**Task goal**: Below are the records; give again exactly the line with "Phrase: leather strap", the line with "Phrase: ash", and each line that lies between them, and nothing besides.

**Referring expression pointing data**:
[Start of Attachment]

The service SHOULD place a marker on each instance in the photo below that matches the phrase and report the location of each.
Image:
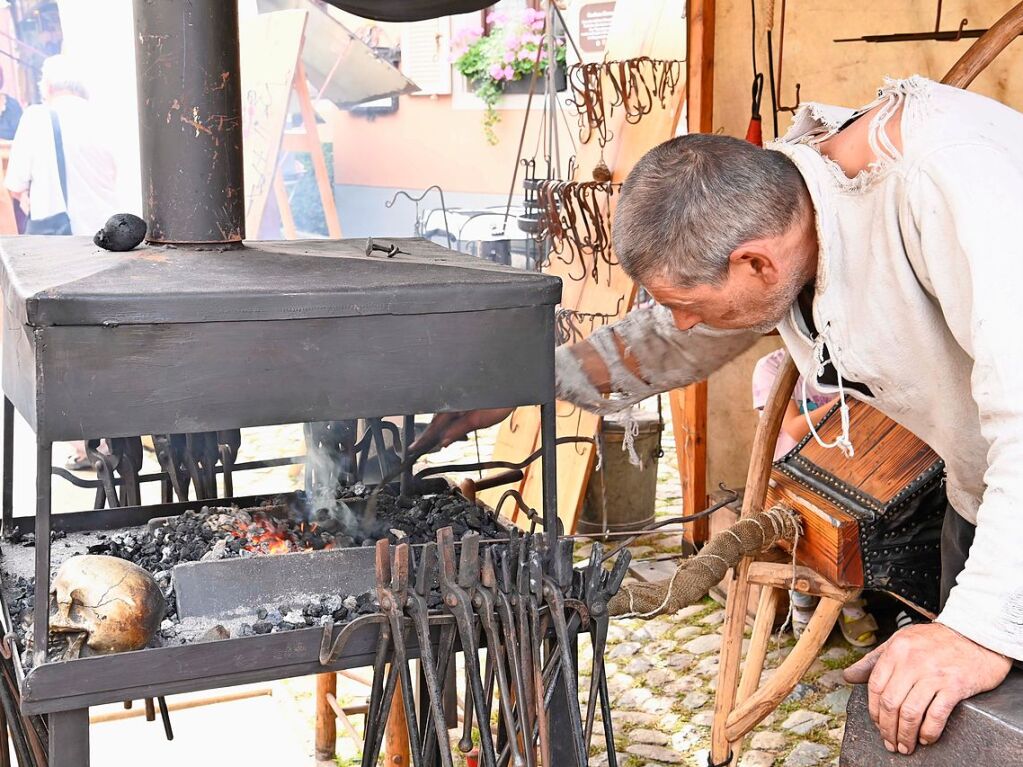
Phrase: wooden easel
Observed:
(271, 73)
(740, 705)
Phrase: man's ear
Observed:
(754, 261)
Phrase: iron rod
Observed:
(548, 432)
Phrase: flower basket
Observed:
(502, 60)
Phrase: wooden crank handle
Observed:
(470, 488)
(762, 455)
(982, 52)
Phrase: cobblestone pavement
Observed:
(662, 673)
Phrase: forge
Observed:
(196, 334)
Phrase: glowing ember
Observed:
(265, 535)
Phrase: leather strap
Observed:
(58, 145)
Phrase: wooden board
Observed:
(888, 458)
(654, 29)
(830, 540)
(271, 44)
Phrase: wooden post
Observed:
(700, 62)
(688, 406)
(315, 148)
(396, 751)
(326, 721)
(688, 419)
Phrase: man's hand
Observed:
(448, 427)
(917, 678)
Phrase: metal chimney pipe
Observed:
(189, 101)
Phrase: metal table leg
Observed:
(548, 433)
(44, 457)
(69, 738)
(8, 464)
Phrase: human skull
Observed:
(113, 604)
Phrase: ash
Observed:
(281, 525)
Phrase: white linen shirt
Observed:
(918, 296)
(89, 164)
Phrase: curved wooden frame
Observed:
(741, 705)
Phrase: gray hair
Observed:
(60, 73)
(691, 201)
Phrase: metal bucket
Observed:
(621, 497)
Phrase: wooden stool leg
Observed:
(752, 711)
(757, 652)
(326, 722)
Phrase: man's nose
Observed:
(684, 320)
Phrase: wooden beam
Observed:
(315, 148)
(700, 62)
(326, 720)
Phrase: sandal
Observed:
(802, 611)
(857, 625)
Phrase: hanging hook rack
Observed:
(946, 36)
(415, 199)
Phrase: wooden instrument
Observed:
(873, 521)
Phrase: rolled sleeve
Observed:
(967, 204)
(664, 357)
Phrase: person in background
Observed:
(857, 625)
(10, 116)
(10, 113)
(61, 171)
(64, 130)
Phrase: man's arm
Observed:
(640, 355)
(964, 206)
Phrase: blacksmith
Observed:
(884, 244)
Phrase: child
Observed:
(856, 624)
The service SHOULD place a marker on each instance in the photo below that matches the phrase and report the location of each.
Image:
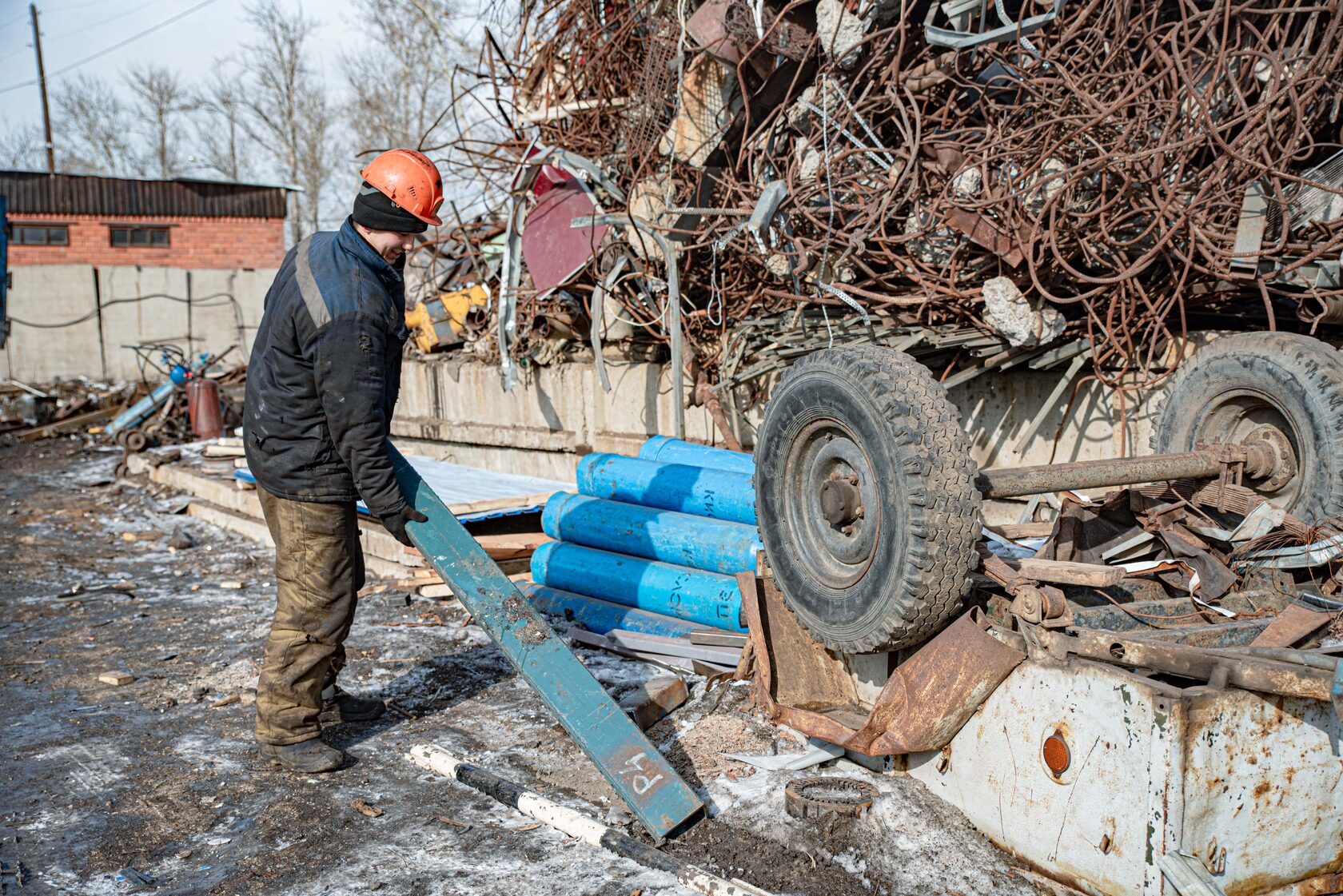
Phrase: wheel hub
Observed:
(831, 499)
(1276, 461)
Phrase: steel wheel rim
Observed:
(823, 450)
(1232, 416)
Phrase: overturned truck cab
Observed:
(1112, 736)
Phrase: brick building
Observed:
(191, 225)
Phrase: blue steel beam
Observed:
(699, 491)
(664, 449)
(683, 539)
(638, 773)
(708, 598)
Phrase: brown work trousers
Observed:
(319, 572)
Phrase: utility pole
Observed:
(42, 84)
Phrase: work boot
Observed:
(310, 757)
(339, 707)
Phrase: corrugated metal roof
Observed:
(37, 193)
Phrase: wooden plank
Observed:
(511, 546)
(507, 503)
(1014, 531)
(1066, 571)
(640, 774)
(675, 647)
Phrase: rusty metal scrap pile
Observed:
(1086, 172)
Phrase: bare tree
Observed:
(159, 109)
(222, 141)
(401, 82)
(22, 148)
(93, 129)
(289, 114)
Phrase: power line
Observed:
(102, 22)
(116, 46)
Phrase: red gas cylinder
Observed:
(203, 408)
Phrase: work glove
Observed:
(397, 521)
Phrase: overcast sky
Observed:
(73, 30)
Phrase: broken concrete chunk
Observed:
(1024, 323)
(363, 807)
(841, 31)
(703, 112)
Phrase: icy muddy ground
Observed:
(149, 787)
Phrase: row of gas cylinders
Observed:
(650, 543)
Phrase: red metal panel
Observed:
(554, 252)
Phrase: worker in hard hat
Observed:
(321, 386)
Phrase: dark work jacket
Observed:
(324, 375)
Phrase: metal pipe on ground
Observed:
(1248, 673)
(683, 539)
(600, 615)
(699, 491)
(708, 598)
(575, 824)
(1010, 483)
(664, 449)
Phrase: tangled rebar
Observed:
(1133, 169)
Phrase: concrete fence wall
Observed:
(456, 412)
(75, 320)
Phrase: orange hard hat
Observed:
(410, 181)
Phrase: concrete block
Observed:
(153, 319)
(53, 294)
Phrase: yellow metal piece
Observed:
(436, 323)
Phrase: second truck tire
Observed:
(865, 499)
(1284, 383)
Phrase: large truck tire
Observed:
(867, 501)
(1281, 387)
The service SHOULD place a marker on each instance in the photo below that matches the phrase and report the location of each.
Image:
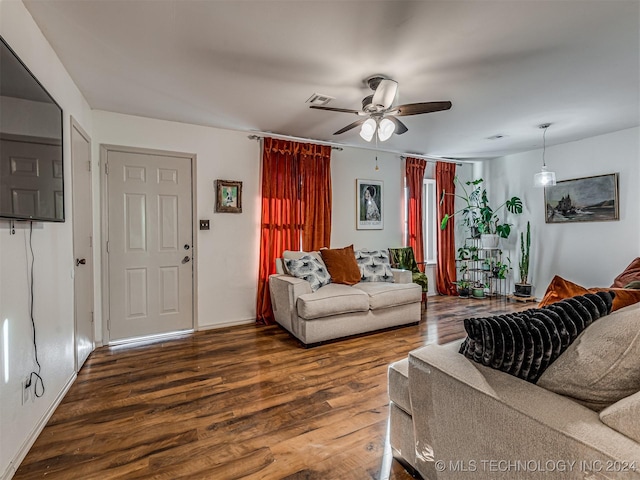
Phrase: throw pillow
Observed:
(620, 415)
(631, 273)
(525, 344)
(374, 266)
(310, 269)
(603, 365)
(341, 264)
(560, 288)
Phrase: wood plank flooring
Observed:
(240, 402)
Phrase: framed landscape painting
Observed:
(369, 205)
(587, 199)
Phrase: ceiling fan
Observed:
(378, 112)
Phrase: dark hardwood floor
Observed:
(239, 402)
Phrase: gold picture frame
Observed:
(228, 196)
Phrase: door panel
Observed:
(82, 242)
(150, 221)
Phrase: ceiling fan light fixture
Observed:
(385, 129)
(368, 129)
(544, 178)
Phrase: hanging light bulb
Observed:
(368, 129)
(545, 178)
(385, 129)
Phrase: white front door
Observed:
(82, 243)
(150, 243)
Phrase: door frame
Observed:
(75, 125)
(104, 222)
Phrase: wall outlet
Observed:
(26, 391)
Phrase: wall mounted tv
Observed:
(31, 167)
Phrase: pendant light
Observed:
(545, 178)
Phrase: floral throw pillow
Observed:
(310, 269)
(374, 266)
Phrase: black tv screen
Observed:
(31, 166)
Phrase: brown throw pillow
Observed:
(342, 265)
(560, 288)
(631, 273)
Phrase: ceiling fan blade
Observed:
(400, 127)
(332, 109)
(351, 125)
(418, 108)
(385, 93)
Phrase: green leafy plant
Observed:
(524, 257)
(477, 213)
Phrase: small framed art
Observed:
(228, 196)
(369, 205)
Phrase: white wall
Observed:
(52, 244)
(589, 253)
(346, 167)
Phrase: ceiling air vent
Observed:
(319, 99)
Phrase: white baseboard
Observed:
(33, 436)
(233, 323)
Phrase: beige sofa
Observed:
(452, 418)
(337, 310)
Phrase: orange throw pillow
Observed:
(341, 264)
(559, 288)
(631, 273)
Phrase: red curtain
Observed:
(446, 272)
(296, 204)
(414, 172)
(315, 163)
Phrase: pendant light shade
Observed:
(545, 178)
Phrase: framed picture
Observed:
(587, 199)
(229, 196)
(369, 205)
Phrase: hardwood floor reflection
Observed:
(239, 402)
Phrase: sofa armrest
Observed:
(285, 290)
(401, 276)
(464, 412)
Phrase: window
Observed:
(429, 221)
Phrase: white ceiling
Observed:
(507, 65)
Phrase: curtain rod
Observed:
(340, 147)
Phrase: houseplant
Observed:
(478, 213)
(523, 289)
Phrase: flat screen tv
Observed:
(31, 167)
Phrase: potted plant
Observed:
(477, 213)
(463, 288)
(523, 289)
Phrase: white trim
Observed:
(37, 430)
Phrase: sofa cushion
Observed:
(524, 344)
(398, 382)
(622, 416)
(374, 266)
(603, 365)
(332, 299)
(341, 264)
(310, 269)
(385, 295)
(628, 275)
(560, 288)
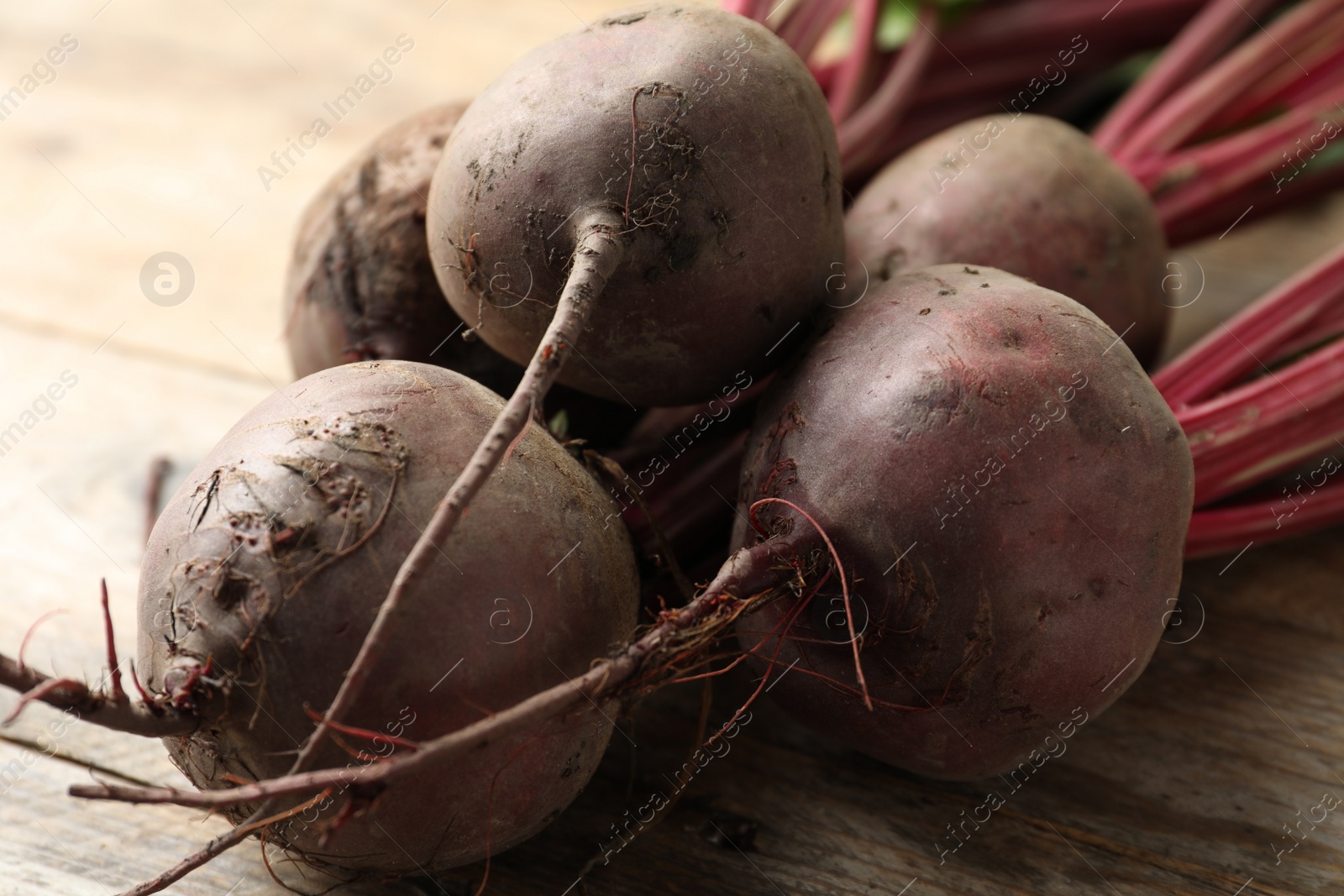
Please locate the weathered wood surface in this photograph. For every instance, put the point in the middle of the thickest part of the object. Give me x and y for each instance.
(150, 140)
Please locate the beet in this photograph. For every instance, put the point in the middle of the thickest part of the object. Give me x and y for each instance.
(360, 284)
(722, 233)
(266, 570)
(1032, 196)
(1008, 495)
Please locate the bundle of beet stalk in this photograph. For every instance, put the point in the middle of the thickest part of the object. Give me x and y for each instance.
(918, 429)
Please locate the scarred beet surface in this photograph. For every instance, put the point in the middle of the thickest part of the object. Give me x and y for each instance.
(268, 567)
(1008, 495)
(702, 143)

[End of Attachment]

**Your solution**:
Phrase: leather strap
Observed:
(58, 145)
Phrase: wooden board
Observed:
(888, 458)
(654, 29)
(830, 540)
(271, 44)
Phrase: wooden post
Observed:
(700, 62)
(688, 406)
(315, 148)
(396, 751)
(326, 721)
(688, 419)
Phrase: man's hand
Observed:
(448, 427)
(917, 678)
Phrase: metal chimney pipe
Observed:
(189, 101)
Phrase: metal table leg
Observed:
(548, 433)
(44, 457)
(69, 738)
(8, 464)
Phrase: human skull
Observed:
(113, 604)
Phrase: ash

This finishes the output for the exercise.